## DOCUMENT PASSAGE
◇ ◇ ◇ ◇
# Sign of the times?



## GrauGeist (Dec 8, 2012)

It just occurred to me that over the years, there has been a decline in the use of sigs...

This forum was well know across the 'net for it's great sigs (and seasonal sigs) and I'm just wondering what's happened?


----------



## Capt. Vick (Dec 8, 2012)

I never made one because:

1) I don't know how and didn't want to bother anyone
2) Never could decide what I wanted
3) Thought it would slow down the page loading
4) I'm lazy

I love the look of everyones though...


----------



## GrauGeist (Dec 8, 2012)

Capt. Vick said:


> I never made one because:
> 
> 1) I don't know how and didn't want to bother anyone
> 2) Never could decide what I wanted
> ...


lol...it's not a bother...we have some VERY talented folks here who are more than happy to help out...Wurger, Marcel and NJACO are great at helping with sigs...just put a request in and everyone will jump in and lend a hand!

As far as indicision goes, well, I solved that by just leaving mine the same after all these years...but you can change them as often as you want...some members used to change thier every few months (no names here...but YOU know who you are...)

Doesn't slow the page loading at all...there's a size limit and even at the maximum size, it's small in file (KB) and doesn't effect the loading at all 

Ahh yes...lazy...I do that very well, myself!


----------



## A4K (Dec 8, 2012)

No idea how to make one either, though Alex (Heinz) and Cory (catch22) both kindly offered to do one for me years ago. Thought it would be too showy and unnnecessary (especially for short posts), though like Jim I do like everyone else's. Did want an avatar however, and what I have is thanks to Jim (Dragonsinger).

If I do ever get one done, it would be Uncle George's Spitfire PR.XIX, PS888 'The Last!'. Have received permission from Brian Rose to use one of his photographs should I do so.


----------



## GrauGeist (Dec 8, 2012)

Then perhaps ask Wurger to see what he can do...he is, afterall, the Sig Meister!


----------



## Capt. Vick (Dec 8, 2012)

Hmmmmmm...and full-on nudity is frowned upon right?


----------



## Airframes (Dec 8, 2012)

Unless it's a Mustang in bare metal ........

Reactions: Bacon Bacon:
1 | Like List reactions


----------



## Thorlifter (Dec 8, 2012)
◇ ◇ ◇ ◇
## DATASET EXCERPTS
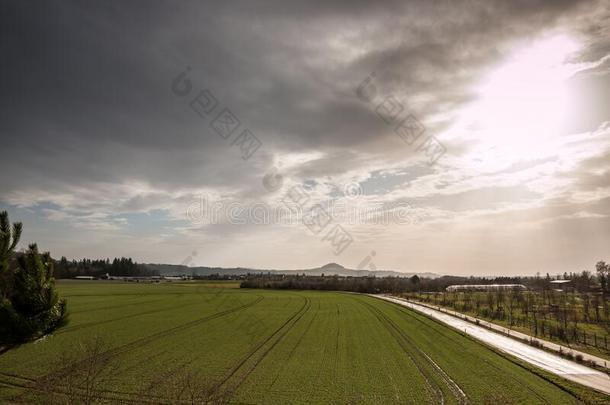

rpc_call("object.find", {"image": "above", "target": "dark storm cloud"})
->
[0,0,604,215]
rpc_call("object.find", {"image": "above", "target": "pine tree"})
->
[0,211,21,300]
[0,244,67,343]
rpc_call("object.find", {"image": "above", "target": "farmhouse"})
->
[447,284,527,292]
[551,279,572,292]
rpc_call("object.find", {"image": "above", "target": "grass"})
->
[0,282,607,404]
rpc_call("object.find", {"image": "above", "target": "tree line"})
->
[55,256,159,278]
[241,261,610,296]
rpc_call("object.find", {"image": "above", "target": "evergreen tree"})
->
[0,244,67,343]
[0,211,21,300]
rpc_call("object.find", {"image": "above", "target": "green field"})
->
[0,282,603,404]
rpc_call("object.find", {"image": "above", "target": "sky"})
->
[0,0,610,275]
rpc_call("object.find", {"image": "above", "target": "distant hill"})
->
[144,263,441,278]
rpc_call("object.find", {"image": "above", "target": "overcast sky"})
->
[0,0,610,275]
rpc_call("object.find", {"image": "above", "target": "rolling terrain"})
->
[0,282,604,404]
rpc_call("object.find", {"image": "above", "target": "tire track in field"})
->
[213,297,311,398]
[385,301,552,404]
[358,300,468,404]
[267,303,320,390]
[367,296,468,404]
[43,295,264,378]
[354,298,445,404]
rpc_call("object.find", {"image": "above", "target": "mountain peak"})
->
[320,263,345,270]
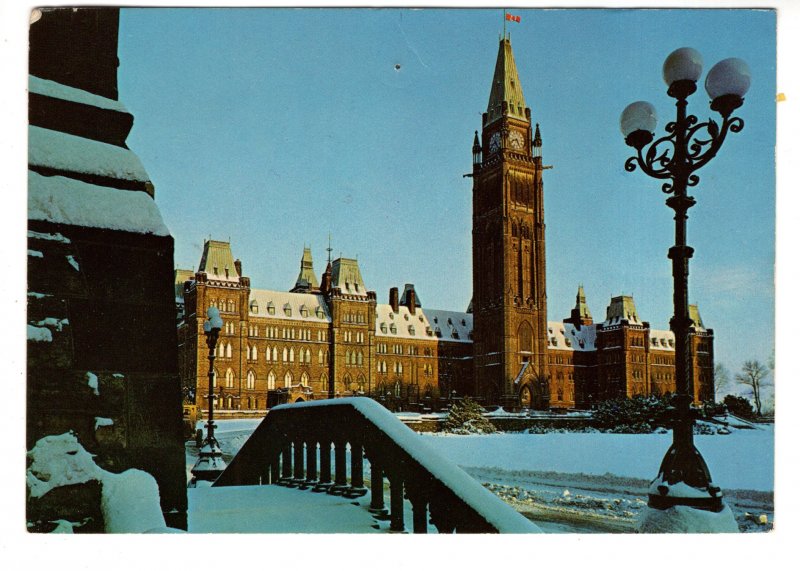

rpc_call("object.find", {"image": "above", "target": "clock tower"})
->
[472,37,548,408]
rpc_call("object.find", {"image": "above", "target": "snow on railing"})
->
[214,397,539,533]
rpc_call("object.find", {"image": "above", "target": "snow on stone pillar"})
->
[369,460,386,516]
[328,440,347,496]
[389,476,406,533]
[313,440,331,492]
[346,442,367,498]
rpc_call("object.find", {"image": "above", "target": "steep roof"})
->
[486,38,526,124]
[294,248,319,289]
[199,240,239,282]
[331,258,367,297]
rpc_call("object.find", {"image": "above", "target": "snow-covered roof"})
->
[249,289,331,323]
[547,321,597,351]
[28,125,150,182]
[424,309,472,343]
[28,171,169,236]
[603,295,643,326]
[331,258,367,297]
[375,303,435,339]
[650,329,675,351]
[28,75,128,113]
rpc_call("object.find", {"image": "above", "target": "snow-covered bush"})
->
[443,398,497,434]
[594,395,669,433]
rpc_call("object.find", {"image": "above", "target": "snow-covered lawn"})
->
[187,419,774,533]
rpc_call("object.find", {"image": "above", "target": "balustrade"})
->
[214,398,538,533]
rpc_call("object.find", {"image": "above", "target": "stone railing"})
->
[214,397,539,533]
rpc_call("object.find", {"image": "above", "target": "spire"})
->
[291,248,319,292]
[486,37,527,125]
[564,284,594,329]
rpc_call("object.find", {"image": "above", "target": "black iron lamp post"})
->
[190,307,227,486]
[620,48,750,512]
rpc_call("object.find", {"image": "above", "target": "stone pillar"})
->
[369,461,387,518]
[289,438,305,488]
[278,440,292,486]
[345,442,367,498]
[300,439,317,490]
[313,440,331,492]
[328,440,347,496]
[389,476,406,533]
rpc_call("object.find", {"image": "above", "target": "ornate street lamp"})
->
[190,307,227,486]
[620,48,750,517]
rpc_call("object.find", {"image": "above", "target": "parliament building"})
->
[175,38,714,412]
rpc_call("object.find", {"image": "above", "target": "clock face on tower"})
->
[489,131,500,153]
[508,131,525,151]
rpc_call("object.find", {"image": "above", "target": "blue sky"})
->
[119,9,776,380]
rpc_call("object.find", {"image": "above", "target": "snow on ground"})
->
[187,419,774,533]
[26,436,177,533]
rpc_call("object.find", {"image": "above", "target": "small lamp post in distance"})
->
[620,48,750,531]
[189,307,227,487]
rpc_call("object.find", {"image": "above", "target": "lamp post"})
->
[190,307,227,486]
[620,48,750,531]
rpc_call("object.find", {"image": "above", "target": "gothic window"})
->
[247,371,256,392]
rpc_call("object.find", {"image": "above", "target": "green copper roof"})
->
[575,284,592,319]
[486,38,526,124]
[199,240,239,282]
[295,248,319,289]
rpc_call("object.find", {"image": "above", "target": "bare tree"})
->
[736,361,770,416]
[714,363,731,399]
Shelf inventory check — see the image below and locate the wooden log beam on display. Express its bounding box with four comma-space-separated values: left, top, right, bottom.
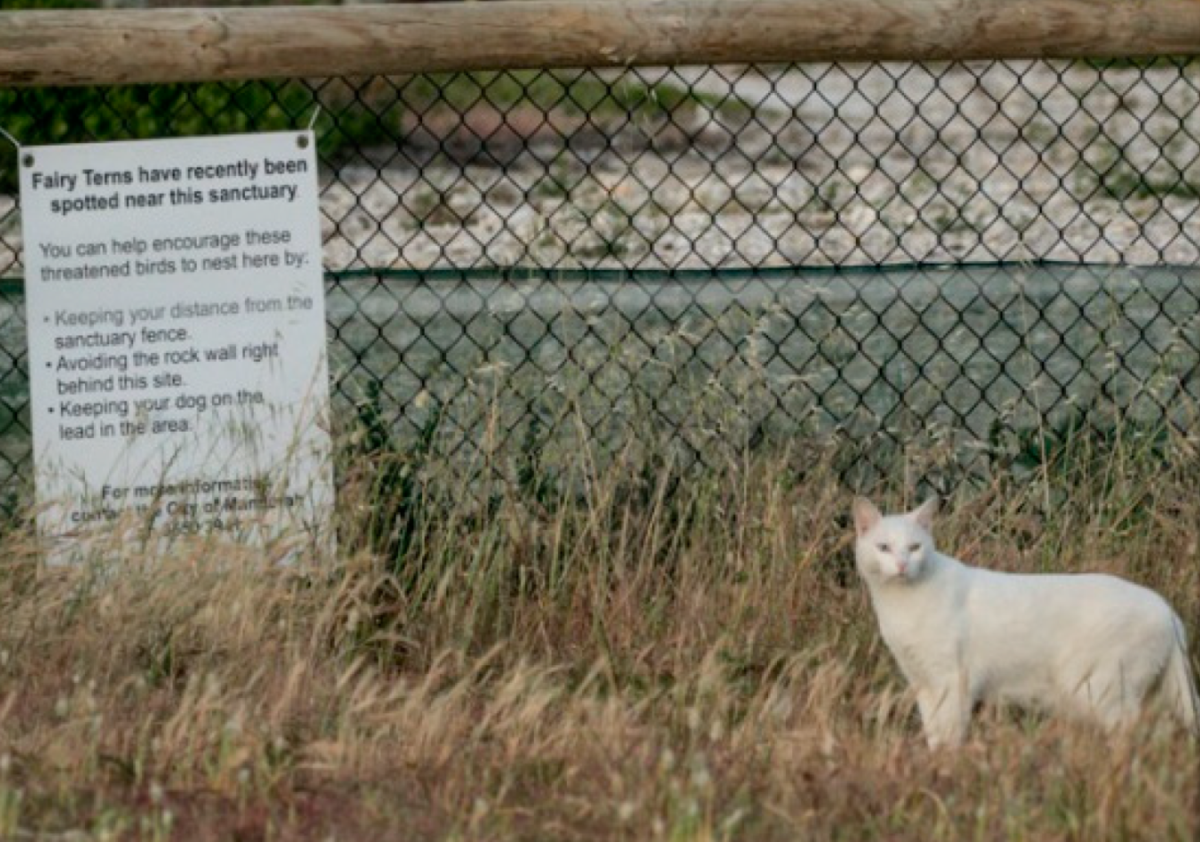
0, 0, 1200, 85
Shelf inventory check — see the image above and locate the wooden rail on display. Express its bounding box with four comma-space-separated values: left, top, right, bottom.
0, 0, 1200, 85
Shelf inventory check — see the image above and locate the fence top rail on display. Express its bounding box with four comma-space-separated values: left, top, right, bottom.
0, 0, 1200, 86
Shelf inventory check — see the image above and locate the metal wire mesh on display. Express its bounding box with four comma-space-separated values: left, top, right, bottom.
0, 59, 1200, 487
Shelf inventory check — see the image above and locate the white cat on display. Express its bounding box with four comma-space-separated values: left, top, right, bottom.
853, 498, 1200, 747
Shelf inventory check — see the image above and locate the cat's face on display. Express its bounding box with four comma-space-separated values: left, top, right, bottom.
854, 498, 937, 584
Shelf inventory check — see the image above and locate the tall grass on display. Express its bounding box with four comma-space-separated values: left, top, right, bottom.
0, 419, 1200, 841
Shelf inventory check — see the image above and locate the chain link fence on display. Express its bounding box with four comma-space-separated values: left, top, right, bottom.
0, 59, 1200, 489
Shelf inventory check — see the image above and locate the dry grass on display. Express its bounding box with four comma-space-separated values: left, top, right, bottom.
0, 429, 1200, 841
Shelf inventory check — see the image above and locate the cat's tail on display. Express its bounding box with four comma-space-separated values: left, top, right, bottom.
1163, 617, 1200, 738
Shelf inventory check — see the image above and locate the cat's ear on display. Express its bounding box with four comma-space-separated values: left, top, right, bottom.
908, 495, 937, 533
853, 497, 883, 537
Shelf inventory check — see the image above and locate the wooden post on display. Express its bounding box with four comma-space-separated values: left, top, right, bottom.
0, 0, 1200, 85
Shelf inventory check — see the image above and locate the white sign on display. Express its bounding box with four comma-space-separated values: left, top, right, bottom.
20, 132, 332, 552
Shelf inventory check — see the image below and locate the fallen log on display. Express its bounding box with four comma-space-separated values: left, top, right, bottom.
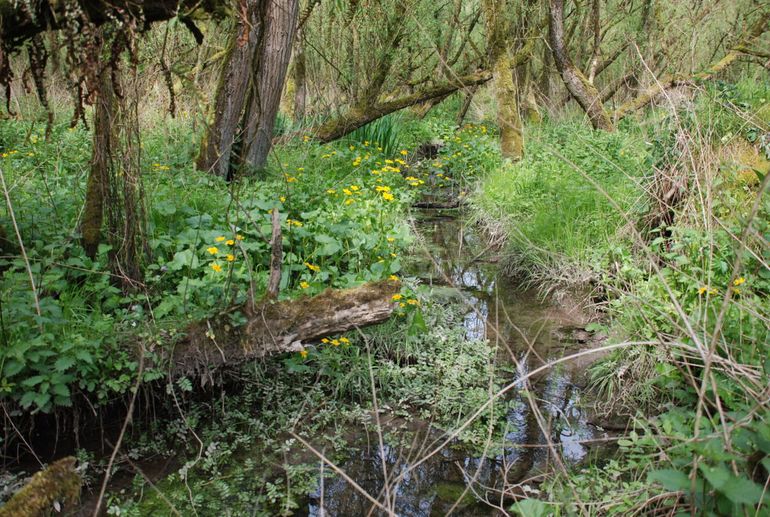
166, 281, 401, 385
0, 457, 81, 517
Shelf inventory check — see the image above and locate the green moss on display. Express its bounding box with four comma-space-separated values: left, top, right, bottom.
0, 457, 80, 517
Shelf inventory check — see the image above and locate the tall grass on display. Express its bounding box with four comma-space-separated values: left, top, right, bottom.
347, 113, 402, 156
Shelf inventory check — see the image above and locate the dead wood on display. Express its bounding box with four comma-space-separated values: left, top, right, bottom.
167, 281, 401, 378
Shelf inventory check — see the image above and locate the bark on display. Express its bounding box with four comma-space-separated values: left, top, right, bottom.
482, 0, 524, 161
80, 44, 145, 291
293, 29, 307, 122
614, 9, 770, 120
0, 0, 229, 49
167, 281, 401, 378
312, 71, 492, 143
197, 0, 263, 178
267, 208, 283, 299
242, 0, 299, 169
0, 457, 81, 517
455, 86, 478, 126
549, 0, 615, 131
197, 0, 298, 175
80, 71, 115, 259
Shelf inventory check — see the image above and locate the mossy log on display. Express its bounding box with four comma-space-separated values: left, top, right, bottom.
168, 281, 401, 376
312, 70, 492, 143
0, 456, 80, 517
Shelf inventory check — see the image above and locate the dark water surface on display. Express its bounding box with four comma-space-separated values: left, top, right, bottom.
306, 211, 605, 517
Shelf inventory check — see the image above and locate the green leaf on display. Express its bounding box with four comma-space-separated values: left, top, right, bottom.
700, 465, 730, 491
720, 474, 762, 504
54, 356, 75, 372
168, 249, 198, 271
647, 469, 690, 492
511, 499, 551, 517
3, 359, 24, 377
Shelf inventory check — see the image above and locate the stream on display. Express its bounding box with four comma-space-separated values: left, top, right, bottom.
306, 210, 606, 517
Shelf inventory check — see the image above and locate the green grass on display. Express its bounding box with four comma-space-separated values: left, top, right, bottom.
476, 123, 646, 273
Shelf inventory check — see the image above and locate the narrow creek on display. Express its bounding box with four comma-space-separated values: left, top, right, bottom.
306, 210, 607, 517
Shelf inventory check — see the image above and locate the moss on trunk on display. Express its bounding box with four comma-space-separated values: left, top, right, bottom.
0, 457, 81, 517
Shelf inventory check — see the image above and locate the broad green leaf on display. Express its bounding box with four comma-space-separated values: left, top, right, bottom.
647, 469, 690, 492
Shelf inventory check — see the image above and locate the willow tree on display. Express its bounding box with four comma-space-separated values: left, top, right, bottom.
482, 0, 524, 161
292, 0, 491, 142
197, 0, 298, 178
548, 0, 615, 131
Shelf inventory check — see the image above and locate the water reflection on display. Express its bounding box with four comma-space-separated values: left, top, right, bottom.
307, 213, 598, 517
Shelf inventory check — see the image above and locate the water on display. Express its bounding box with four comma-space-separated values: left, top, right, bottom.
306, 211, 605, 517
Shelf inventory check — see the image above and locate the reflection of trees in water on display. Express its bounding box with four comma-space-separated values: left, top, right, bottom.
309, 218, 589, 516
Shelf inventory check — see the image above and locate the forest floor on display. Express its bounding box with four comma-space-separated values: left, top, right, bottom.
0, 79, 770, 515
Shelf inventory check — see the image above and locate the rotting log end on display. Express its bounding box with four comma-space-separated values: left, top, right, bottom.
169, 280, 401, 378
0, 456, 81, 517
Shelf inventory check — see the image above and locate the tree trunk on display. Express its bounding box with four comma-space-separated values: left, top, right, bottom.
455, 86, 478, 126
293, 29, 307, 122
242, 0, 299, 169
81, 58, 145, 290
198, 0, 298, 175
80, 70, 115, 259
549, 0, 615, 131
482, 0, 524, 161
308, 71, 492, 142
197, 0, 264, 178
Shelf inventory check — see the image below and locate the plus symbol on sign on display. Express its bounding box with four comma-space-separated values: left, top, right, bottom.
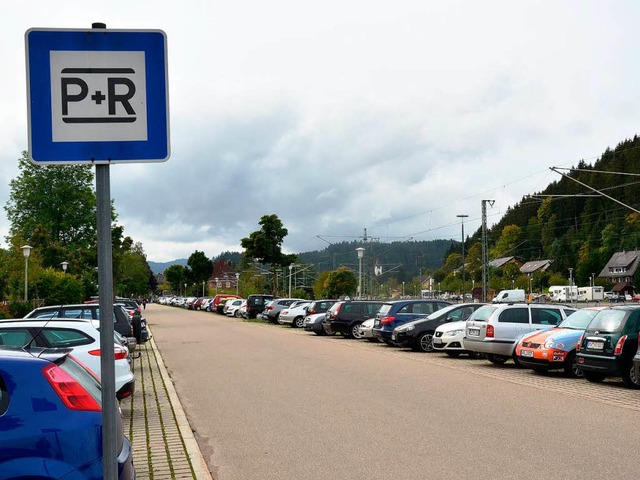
91, 90, 107, 105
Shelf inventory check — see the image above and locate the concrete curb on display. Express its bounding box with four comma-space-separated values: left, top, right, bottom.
149, 337, 213, 480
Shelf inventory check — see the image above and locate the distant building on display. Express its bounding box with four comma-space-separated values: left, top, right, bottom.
520, 260, 553, 277
598, 250, 640, 285
489, 257, 523, 268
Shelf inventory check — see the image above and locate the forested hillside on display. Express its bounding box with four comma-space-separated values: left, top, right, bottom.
469, 136, 640, 285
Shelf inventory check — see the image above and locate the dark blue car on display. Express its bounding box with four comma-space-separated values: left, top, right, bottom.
0, 347, 135, 480
373, 299, 451, 345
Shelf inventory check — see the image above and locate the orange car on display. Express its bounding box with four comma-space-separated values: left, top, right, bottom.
516, 307, 606, 377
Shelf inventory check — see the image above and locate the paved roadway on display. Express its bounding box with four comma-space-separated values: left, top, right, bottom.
145, 305, 640, 480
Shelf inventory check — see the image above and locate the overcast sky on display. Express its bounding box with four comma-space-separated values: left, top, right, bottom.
0, 0, 640, 261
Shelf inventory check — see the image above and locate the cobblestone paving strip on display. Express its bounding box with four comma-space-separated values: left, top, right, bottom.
120, 334, 202, 480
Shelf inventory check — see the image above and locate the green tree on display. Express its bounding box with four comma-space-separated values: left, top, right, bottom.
4, 152, 96, 269
491, 225, 522, 258
240, 214, 297, 293
324, 267, 358, 298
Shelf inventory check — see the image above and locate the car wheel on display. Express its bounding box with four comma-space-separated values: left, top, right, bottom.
582, 370, 604, 383
350, 323, 362, 340
416, 332, 433, 353
562, 351, 584, 378
487, 353, 509, 365
622, 362, 640, 390
511, 352, 524, 368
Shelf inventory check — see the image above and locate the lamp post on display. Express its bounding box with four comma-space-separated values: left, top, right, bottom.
356, 247, 364, 300
20, 245, 33, 303
456, 214, 469, 300
289, 263, 293, 298
569, 268, 573, 304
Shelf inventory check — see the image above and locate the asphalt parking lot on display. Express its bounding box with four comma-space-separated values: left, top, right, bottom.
148, 307, 640, 480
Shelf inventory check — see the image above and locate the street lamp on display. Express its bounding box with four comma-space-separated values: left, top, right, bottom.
356, 247, 364, 300
569, 268, 573, 304
20, 245, 33, 303
289, 263, 293, 298
456, 214, 469, 300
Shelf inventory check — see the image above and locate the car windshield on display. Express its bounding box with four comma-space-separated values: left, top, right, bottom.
427, 305, 460, 320
467, 305, 498, 322
558, 309, 598, 330
589, 309, 627, 332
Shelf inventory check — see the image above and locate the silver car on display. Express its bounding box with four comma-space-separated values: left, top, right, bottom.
464, 303, 576, 364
◇ ◇ ◇ ◇
## PROBLEM REQUIREMENTS
In the signature thread, which aircraft does A4K say a signature would show if one were ever made? The entries come from a source unrelated to the signature thread.

## ANSWER TO THIS TASK
Uncle George's Spitfire PR.XIX, PS888 'The Last!'